→ **TASK TO CARRY OUT**:
Below are records to return verbatim; the pictures are to be dropped.

→ **DATA FOR PROCESSING**:

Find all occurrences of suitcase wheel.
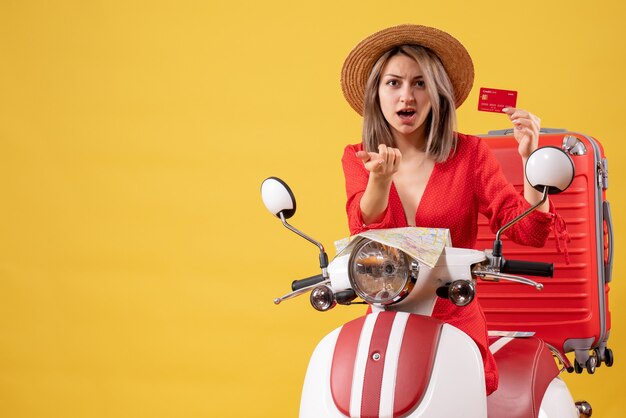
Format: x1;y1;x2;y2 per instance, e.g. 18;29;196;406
594;348;603;368
585;355;597;374
574;360;583;374
574;352;598;374
604;347;614;367
594;346;615;367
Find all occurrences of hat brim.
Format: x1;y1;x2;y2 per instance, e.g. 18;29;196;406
341;24;474;115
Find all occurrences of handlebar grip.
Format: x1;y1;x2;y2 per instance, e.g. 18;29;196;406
501;259;554;277
291;274;325;291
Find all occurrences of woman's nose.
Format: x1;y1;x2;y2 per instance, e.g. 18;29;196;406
400;87;415;103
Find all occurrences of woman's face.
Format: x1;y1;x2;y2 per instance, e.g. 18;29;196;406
378;54;432;143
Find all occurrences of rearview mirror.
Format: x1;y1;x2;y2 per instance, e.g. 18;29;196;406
261;177;297;219
525;146;575;194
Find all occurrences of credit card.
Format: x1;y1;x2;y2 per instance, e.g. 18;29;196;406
478;87;517;113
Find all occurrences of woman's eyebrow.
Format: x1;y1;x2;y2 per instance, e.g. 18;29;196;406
382;73;424;78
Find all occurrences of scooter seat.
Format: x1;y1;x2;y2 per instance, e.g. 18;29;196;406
487;336;560;418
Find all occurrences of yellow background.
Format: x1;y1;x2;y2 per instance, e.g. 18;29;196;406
1;0;624;416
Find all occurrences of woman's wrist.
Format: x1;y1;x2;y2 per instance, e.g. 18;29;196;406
369;171;394;187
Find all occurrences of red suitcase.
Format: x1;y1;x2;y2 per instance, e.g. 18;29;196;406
475;128;613;373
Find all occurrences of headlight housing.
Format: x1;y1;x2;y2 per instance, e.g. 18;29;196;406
447;280;475;306
348;239;416;305
310;285;336;311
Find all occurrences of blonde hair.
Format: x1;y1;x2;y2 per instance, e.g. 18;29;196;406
362;45;458;162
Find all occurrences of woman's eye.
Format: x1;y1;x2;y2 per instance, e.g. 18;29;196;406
385;79;399;87
415;80;425;88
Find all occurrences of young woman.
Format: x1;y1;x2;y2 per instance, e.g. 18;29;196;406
340;24;567;395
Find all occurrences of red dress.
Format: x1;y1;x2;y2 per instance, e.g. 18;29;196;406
342;133;561;395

→ **FINISHED TASK**:
Find all occurrences of suitcase wheel.
Format: x1;y1;x2;y2 per instance, e.g. 18;29;196;406
594;348;603;368
585;355;597;374
574;360;583;374
574;352;598;374
604;347;614;367
594;346;615;367
Find all occurrences of hat brim.
Format: x1;y1;x2;y2 per instance, e.g. 18;29;196;406
341;24;474;115
Find all occurrences of handlebar grip.
Format: x1;y1;x2;y2 per instance, e.g. 18;29;196;406
501;259;554;277
291;274;325;291
Find all occurrences of woman's nose.
Format: x1;y1;x2;y2 per instance, e.g. 18;29;196;406
400;87;415;103
Find all occurrences of woman's face.
Format: x1;y1;x2;y2 per instance, e.g. 18;29;196;406
378;54;432;143
Find all occurrences of rearview mirror.
Format: x1;y1;x2;y2 per instance, e.g. 18;29;196;406
261;177;297;219
525;146;575;194
Find all occurrences of credit card.
Format: x1;y1;x2;y2 per instance, e.g. 18;29;196;406
478;87;517;113
Find all occurrences of woman's eyebrow.
Format: x1;y1;x2;y2 per instance, e.g. 18;29;196;406
382;73;424;78
Find all occurrences of scooter seat.
Format: x1;y1;x2;y2 per instance, e.g. 18;29;196;406
487;336;560;418
Find all occurrences of yellow background.
Format: x1;y1;x2;y2 per instance, e.g. 18;29;196;406
1;0;624;416
Find all occurrences of woman's wrist.
Format: x1;y1;x2;y2 per instance, e.g. 18;29;196;406
369;171;394;187
Find all occurrences of red suitcase.
Format: x1;y1;x2;y2 per instance, e.g. 18;29;196;406
475;128;613;373
Find all occurrences of headlight housing.
Format: x1;y1;x2;y2 per instance, e.g. 18;29;196;406
447;280;475;306
348;239;416;305
310;285;336;311
Find all occurrences of blonde hair.
Format: x1;y1;x2;y2 per instance, e.g. 18;29;196;406
362;45;458;162
Find all occurrences of woman's eye.
Format: x1;y1;x2;y2 per instance, e.g. 18;29;196;406
385;79;399;87
415;80;425;88
Find all occurrences of young woman.
Format: x1;y1;x2;y2 per instance, e.g. 18;29;196;406
340;24;567;395
Find all occurrences of red dress.
Format: x1;y1;x2;y2 per instance, e.g. 18;29;196;406
342;133;561;395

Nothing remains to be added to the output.